─── Page excerpt

Weekend Reading List — 28/03/2026
Have a great weekend.
Links
“Basecamp becomes agent accessible” - DHH. One of the most interesting ideas of the “agentic” age IMO is this notion of headless or permissionless-integrations. This was the promise of the “/API” era but in reality, it was never that easy to create net-new integrations and build workflows to use these. No/low-code solutions were a great start, but often neither composable or intuitive enough. Agents as it turns out, are the killer app for this use case. Making it easier for agents to use your product (as outlined in this piece), and then interface with other products, feels exactly where the puck is going for SaaS products.
“Rectangles Are Losing Their Monopoly” - Dec Kickham. This piece captures that weird “uncanny valley” of AI tools where the tech can mind-blowing but the primitives are still lagging behind (is it really always going to be chatbots?), or more accurately, just not all established yet.

──────
─── Exercise data

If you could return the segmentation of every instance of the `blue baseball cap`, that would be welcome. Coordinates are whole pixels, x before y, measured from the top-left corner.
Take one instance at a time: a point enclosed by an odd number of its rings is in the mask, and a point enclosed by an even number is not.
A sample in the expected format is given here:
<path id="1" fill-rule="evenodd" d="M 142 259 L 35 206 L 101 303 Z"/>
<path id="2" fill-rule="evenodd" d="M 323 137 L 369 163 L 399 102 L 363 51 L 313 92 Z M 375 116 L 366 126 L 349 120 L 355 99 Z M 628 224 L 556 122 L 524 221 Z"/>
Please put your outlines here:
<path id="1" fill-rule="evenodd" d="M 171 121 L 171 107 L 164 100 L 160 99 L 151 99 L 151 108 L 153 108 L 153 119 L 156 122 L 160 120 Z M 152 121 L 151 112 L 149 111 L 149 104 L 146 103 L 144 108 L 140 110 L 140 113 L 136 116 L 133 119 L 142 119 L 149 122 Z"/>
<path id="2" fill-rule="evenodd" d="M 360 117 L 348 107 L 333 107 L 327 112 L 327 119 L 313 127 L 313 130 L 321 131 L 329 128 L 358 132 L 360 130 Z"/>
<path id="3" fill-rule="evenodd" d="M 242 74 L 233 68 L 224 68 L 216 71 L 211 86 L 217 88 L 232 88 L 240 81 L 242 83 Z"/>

──────

- Action item A -
In the weekend reading list, who wrote "Rectangles Are Losing Their Monopoly"?
- Action item B -
Pick up the weekend reading list after its last sentence and continue it.

- Answer A -
Dec Kickham

- Answer B -
“The age of vertical models is here” - Eoghan McCabe. Very interesting read on model specialisation, the case for vertical models (i.e. open weight models + post-training), and what this all means for the frontier labs and the huge lead they have today. I particularly like this framing that, for so many general purpose tasks, frontier models are actually “over-serving” the market (you don’t need gpt-5 to write a cover letter), but open-weight models could be so much more powerful (not to mention cost-effective) for vertical use cases by adding in domain-specific post-training and context.